*Task objective:*
Report how many lines of these entries hold the string "below"; reply with the number alone.

*Material supplied:*
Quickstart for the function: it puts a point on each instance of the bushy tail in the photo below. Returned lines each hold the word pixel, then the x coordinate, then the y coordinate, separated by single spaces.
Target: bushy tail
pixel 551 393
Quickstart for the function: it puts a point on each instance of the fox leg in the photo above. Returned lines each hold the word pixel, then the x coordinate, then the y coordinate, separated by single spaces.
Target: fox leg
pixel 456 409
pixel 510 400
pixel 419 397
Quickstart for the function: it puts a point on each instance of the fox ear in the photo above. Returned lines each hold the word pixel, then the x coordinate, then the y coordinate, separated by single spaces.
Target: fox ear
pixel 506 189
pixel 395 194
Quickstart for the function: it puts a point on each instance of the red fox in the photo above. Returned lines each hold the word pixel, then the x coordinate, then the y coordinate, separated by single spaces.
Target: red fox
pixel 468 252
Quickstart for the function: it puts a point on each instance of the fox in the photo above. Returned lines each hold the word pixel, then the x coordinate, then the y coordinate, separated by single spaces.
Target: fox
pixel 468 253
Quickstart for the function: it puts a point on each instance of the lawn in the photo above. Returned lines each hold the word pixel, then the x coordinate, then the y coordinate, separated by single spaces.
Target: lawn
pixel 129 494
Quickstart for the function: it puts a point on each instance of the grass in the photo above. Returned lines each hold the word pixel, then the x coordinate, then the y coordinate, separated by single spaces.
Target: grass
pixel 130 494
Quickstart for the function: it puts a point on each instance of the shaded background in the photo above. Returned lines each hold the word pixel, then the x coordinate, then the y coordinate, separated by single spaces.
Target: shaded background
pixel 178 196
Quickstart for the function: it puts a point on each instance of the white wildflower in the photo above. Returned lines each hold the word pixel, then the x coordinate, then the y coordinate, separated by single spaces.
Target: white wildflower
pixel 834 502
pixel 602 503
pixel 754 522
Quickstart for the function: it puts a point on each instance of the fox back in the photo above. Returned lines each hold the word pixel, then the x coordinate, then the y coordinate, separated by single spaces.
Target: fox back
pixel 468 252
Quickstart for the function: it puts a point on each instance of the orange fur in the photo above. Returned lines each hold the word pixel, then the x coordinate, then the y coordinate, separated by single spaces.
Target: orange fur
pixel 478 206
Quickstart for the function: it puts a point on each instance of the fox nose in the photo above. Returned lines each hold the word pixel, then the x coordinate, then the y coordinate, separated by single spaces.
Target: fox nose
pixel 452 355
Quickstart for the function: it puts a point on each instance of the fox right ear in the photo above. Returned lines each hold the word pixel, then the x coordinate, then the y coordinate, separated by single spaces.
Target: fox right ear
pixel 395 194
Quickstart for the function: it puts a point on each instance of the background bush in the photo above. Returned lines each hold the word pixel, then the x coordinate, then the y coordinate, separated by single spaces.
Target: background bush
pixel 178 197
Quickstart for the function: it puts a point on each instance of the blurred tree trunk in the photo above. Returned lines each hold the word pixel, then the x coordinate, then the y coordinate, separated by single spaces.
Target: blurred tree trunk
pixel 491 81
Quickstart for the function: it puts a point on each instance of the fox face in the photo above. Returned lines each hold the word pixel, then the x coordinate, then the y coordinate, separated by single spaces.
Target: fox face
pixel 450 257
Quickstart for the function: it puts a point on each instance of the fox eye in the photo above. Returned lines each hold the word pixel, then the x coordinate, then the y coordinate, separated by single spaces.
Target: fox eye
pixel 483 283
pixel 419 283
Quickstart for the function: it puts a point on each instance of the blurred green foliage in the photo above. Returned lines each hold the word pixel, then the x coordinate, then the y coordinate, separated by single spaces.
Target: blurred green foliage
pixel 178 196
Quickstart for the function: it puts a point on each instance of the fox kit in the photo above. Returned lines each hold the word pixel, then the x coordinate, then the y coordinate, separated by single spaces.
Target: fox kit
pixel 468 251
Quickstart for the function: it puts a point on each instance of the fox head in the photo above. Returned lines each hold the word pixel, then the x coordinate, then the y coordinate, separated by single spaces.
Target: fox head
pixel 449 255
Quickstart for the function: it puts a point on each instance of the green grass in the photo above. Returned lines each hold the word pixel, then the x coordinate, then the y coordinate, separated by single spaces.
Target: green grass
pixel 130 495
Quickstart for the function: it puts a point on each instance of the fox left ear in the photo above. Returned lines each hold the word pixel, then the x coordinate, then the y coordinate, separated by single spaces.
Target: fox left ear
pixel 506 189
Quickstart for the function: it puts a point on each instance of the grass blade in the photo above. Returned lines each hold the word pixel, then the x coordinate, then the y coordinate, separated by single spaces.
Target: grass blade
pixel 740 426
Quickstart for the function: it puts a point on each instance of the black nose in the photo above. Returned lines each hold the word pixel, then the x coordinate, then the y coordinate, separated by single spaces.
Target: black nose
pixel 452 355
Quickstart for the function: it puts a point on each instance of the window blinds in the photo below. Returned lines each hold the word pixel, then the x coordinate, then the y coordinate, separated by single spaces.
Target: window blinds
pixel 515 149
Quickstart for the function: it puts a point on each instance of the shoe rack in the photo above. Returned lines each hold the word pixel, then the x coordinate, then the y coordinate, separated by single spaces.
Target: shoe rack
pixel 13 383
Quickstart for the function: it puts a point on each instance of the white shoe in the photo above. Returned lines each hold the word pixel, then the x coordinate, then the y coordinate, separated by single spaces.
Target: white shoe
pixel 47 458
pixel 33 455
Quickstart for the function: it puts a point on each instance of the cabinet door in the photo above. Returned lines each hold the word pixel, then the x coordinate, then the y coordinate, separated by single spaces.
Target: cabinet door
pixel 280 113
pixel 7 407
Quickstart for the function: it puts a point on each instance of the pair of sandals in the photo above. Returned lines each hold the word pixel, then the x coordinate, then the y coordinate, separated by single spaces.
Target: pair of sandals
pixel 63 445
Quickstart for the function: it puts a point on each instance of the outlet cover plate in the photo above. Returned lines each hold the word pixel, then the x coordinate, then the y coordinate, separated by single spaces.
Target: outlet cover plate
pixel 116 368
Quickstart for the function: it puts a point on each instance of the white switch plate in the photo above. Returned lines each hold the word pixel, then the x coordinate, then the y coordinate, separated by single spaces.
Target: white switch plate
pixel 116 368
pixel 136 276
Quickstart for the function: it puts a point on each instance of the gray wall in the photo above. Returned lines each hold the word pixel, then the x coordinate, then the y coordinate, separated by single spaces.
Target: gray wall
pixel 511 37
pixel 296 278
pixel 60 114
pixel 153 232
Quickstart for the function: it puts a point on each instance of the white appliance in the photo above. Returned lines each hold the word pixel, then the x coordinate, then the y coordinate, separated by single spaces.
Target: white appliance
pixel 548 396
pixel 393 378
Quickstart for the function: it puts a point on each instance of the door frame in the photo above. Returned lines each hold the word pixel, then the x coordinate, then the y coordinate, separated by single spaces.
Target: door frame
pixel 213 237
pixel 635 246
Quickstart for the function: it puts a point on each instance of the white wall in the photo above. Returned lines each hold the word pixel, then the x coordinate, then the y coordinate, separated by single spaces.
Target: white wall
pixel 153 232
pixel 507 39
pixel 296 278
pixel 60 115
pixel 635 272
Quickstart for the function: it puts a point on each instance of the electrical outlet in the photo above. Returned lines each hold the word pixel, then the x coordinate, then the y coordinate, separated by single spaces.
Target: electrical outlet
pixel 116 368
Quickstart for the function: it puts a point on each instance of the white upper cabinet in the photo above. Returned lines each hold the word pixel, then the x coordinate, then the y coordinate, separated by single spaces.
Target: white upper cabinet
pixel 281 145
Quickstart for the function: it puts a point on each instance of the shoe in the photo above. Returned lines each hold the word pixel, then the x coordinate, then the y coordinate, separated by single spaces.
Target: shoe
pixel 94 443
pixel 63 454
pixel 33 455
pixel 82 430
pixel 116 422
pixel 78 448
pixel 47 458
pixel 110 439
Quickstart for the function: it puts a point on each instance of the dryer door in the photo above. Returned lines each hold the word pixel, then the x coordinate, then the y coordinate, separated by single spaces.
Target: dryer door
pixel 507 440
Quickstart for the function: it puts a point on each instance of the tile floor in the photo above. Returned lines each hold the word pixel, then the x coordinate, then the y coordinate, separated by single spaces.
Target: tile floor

*Output:*
2